(Exercise data begins)
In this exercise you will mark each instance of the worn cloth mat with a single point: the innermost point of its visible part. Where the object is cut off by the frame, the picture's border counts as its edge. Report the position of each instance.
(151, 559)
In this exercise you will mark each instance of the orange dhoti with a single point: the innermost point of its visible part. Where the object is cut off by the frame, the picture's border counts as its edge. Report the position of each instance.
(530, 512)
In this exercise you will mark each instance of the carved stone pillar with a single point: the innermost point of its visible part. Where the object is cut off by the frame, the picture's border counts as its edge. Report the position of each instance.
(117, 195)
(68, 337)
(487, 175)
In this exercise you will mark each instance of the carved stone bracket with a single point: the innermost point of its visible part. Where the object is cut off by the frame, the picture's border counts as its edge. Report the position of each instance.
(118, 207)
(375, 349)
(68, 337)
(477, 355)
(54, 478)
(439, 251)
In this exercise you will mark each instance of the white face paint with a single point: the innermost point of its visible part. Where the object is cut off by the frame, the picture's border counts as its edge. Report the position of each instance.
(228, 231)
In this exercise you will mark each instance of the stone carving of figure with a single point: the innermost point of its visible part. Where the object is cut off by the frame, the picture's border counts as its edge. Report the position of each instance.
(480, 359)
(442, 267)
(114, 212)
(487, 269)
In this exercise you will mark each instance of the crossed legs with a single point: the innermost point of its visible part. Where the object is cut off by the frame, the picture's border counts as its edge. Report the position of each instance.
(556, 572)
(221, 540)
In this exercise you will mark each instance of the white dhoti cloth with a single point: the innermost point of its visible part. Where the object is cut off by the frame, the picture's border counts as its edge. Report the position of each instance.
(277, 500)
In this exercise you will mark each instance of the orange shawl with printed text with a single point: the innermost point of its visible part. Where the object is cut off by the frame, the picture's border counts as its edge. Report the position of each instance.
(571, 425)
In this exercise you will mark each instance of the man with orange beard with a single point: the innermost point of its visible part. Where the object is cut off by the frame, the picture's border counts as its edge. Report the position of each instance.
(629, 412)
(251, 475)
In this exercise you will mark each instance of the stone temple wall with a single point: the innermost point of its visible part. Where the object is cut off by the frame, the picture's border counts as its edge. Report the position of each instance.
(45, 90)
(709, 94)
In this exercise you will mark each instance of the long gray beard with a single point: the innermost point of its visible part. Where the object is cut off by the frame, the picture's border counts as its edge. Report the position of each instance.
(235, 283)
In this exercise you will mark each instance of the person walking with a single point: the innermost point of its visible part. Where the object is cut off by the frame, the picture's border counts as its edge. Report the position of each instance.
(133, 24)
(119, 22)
(Exercise data ends)
**Activity:** Print the data in full. Match it exactly.

**Response box:**
In this exercise you will mark each instance of the worn cloth mat with a single point: the innermost point of its visible part. Where the object is cut off by the frame, the picture's border counts as its edge. Report the position of each instance.
(151, 559)
In this exercise you will mark each instance of the orange dhoti with a single point: the innermost point of its visible part. Where the object is cut off by the frame, the picture's border counts as its edge. Report the position of each instance.
(530, 512)
In this exercise you will mark each instance of the carved stone pillar with a single point: the innermost point of its visible part. Where the object is cut off by the frame, the picture's border counts as its edge. Report the position of each instance.
(117, 195)
(68, 337)
(487, 175)
In this exercise you will mark each instance of the carved stone bracket with a single point: the innermost point of its visible part. Where the object is cut off by the frame, the picture's border counts as its edge. Report the position of each instance.
(118, 207)
(375, 349)
(68, 337)
(477, 355)
(54, 478)
(439, 251)
In this exercise you will mark each instance of the white face paint with a single point: the innermost point of its visible part. Where the object is cut off by the frame, the picture's border counts as its edge. Report the position of each instance.
(228, 231)
In this exercise you will mark each instance of the stone carving of figure with a single point: the innermost point of its visible part. Where the object is cut off by the frame, the picture's border counts as its edge. Report the position of each instance.
(480, 359)
(442, 267)
(114, 212)
(487, 269)
In this exercise you will mark each instance of the crossed legs with a single point: the innermost point of its visible part. Where the object is cut off by the frame, the picture's border counts as its edge. Report the position of each instance.
(556, 572)
(221, 540)
In this exercise you will mark each instance of the white dhoti cloth with a single point: the innermost point of its visible part. Where the object is cut off by the frame, the picture's border counts as its edge. Report the position of each instance.
(277, 500)
In this exercise you will mark each instance of the orange shawl with printed text with a single point: the innermost point of its visible part. Where the object is cut off by the frame, the picture's border counts as its edge. Report the position of each instance.
(571, 425)
In this exercise you will mark each instance of the man with orange beard with a single point: the innermost point of its visible part. Where the object is cut off by the frame, the picture's border counts as its edge. Report the position of each instance.
(629, 412)
(251, 475)
In this exercise you will mark each instance of the stone temple wall with a single point: the innermost point of its visible part. Where the object is cut off by the frame, the picture's border counts as its edge. Report the position of each instance.
(45, 90)
(709, 94)
In this exercise you will mark each instance of the long gray beard with a single point: the innermost point of its visible part. Where the object is cut off by the frame, the picture's border counts as its edge. Report the position of each instance.
(235, 283)
In this exercise you will mark each instance of the person walking with a single point: the innermost point of its visible part. Where the object is cut off by the frame, the picture's border counts as its edge. Report the position of each instance.
(133, 24)
(119, 22)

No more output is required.